Your task | Continue the article on myths about international recruitment, starting right after its last sentence.

Reading passage |
>>>>>

International recruitment involves searching, hiring and deploying people to another location for a position where they can perform effectively. It is usually a complex and long-drawn-out process. With over 17 years of experience in the life sciences sector, coupled with the last five years specialising in executive search for the industry, I am aware of various misconceptions about international recruitment. Some of these are false impressions arising from past scenarios or rare one-off cases which remain in people’s minds. This article aims to bust some of the common myths associated with international recruitment.

Myth: Individuals hired from overseas are “stealing” jobs from local talent

Reality: This is one of the most common myths that can be easily debunked by the fact that recruiting from overseas is more time-consuming, complicated and expensive than recruiting locally. Companies and recruitment consultancies will almost always favour recruiting individuals from a local talent pool. It is only when they cannot find a suitable match in terms of the required skill sets and qualifications that they start looking overseas.

<<<<<

Excerpted data |
>>>>>

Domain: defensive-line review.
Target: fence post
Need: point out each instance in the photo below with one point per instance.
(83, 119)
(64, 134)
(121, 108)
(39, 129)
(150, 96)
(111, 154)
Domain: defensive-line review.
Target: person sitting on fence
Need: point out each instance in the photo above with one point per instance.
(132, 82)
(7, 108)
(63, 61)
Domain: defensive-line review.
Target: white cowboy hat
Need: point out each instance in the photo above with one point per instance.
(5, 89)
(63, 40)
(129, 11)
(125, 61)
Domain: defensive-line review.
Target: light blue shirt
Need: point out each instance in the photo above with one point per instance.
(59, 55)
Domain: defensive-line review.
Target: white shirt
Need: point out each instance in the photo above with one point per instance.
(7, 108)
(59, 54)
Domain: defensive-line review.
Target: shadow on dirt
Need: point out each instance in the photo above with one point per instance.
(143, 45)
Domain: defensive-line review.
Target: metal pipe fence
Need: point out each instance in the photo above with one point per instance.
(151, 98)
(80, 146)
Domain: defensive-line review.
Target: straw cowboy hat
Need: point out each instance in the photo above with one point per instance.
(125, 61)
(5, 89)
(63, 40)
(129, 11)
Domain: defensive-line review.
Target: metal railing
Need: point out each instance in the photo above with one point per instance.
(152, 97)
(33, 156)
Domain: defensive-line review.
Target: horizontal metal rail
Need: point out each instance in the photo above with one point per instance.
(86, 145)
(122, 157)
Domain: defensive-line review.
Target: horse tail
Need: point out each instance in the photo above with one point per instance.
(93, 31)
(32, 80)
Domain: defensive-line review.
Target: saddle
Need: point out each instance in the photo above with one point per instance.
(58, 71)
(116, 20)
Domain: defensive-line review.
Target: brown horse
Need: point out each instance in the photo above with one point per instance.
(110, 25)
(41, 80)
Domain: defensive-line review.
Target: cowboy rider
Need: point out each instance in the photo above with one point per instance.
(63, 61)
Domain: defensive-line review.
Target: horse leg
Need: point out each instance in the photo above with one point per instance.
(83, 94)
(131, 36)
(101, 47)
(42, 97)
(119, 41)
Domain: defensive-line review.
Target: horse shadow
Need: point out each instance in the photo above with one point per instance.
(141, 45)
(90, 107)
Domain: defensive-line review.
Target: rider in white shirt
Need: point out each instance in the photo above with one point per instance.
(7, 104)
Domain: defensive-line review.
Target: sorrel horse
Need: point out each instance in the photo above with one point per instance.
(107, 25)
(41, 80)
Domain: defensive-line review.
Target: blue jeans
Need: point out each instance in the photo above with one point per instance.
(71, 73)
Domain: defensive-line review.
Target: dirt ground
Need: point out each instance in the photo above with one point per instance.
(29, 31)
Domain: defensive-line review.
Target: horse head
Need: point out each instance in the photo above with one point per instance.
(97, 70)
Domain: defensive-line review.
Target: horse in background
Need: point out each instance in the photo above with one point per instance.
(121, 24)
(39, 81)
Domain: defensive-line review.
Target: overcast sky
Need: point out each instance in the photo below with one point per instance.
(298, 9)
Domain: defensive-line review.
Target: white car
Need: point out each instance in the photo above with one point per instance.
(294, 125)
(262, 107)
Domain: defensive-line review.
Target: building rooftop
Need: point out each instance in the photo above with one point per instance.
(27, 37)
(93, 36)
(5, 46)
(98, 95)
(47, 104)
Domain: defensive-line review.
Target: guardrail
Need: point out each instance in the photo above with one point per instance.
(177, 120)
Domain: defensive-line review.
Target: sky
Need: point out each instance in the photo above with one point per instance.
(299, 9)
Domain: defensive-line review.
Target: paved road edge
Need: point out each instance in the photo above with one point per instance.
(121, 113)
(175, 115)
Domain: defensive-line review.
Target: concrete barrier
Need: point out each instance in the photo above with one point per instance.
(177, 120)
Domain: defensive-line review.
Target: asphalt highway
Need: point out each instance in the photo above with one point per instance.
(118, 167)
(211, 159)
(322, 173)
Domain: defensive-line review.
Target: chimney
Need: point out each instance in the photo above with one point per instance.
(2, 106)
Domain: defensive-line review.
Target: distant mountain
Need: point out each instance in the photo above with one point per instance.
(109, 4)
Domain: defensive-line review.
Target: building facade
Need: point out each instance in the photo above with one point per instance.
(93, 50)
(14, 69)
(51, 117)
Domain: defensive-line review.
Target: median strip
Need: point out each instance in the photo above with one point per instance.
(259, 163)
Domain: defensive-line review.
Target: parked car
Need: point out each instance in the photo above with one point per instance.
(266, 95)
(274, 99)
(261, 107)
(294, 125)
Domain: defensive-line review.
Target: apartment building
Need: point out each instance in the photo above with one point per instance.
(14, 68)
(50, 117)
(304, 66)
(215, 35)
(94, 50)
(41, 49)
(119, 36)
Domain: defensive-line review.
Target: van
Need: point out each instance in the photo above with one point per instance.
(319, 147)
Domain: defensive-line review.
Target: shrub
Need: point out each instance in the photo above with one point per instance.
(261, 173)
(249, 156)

<<<<<

Reply |
Furthermore, rather than taking jobs away, the arrival of foreign talents, in many cases, can result in the creation of more new jobs for the local talent pool. This occurs frequently in young economies like Singapore, where international experts are brought in to head a team, build up capabilities within the organisation and then transfer knowledge and skills to the local management team. For example, a pharmaceutical multinational set up a small Research and Development unit in Singapore, recruiting the director for this operation from the US. The hiring decision was based upon his 15-year experience in bringing new drug compounds from the laboratory to market, as well as his extensive domain knowledge in a specific therapeutic area. There was no local talent available with the equivalent experience, qualifications and expertise. After bringing the director on board, the company continued to recruit another four individuals from Singapore, who worked directly under this director. As a result, these local talents were able to build up their own knowledge and capabilities.

Myth: A local talent can do the job as well as, or even better than a foreign talent

Reality: This issue is closely related to the first myth and often the two go hand-in-hand. As in the earlier situation, if recruiters can find a local talent with the right qualifications and experience, he or she will likely be offered the job. However, recruiters will have to look internationally if there is no suitable local match. In particular, for most high technology industries, recruiting at the senior management level has unique requirements. For example, in terms of education qualifications, companies often look for candidates with a PhD qualification in a specific discipline. In addition, they often require candidates with rich experience and a solid track record in the key tasks that they will be responsible for within their new position. As can be expected, finding such an individual in Singapore’s small local manpower pool is very difficult. This is when international recruitment becomes necessary.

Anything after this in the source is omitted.